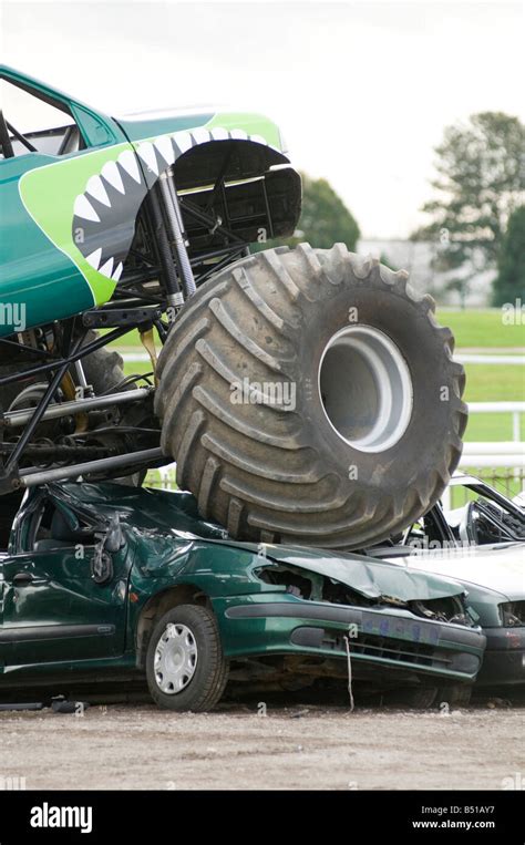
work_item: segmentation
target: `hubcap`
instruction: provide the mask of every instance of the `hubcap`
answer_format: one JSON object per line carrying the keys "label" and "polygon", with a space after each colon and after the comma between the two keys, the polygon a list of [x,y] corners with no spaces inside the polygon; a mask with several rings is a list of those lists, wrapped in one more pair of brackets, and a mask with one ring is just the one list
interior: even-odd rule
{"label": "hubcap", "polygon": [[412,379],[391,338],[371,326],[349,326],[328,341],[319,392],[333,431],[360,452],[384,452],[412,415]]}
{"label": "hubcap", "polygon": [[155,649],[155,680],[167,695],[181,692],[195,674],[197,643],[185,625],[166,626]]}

----

• Exercise
Which lines of the records above contain the string "mask", with case counting? Return each of those lines in full.

• Task solution
instruction: provide the mask of every instance of the `hubcap`
answer_format: one JSON object per line carrying the keys "label" and "polygon", with a space after each colon and after the comma between the two keys, the polygon a list of [x,y] corners with no spaces inside the polygon; a mask with several rings is a list of those lists, wrapped in one more pair of brackets, and a mask with one ring is just the one list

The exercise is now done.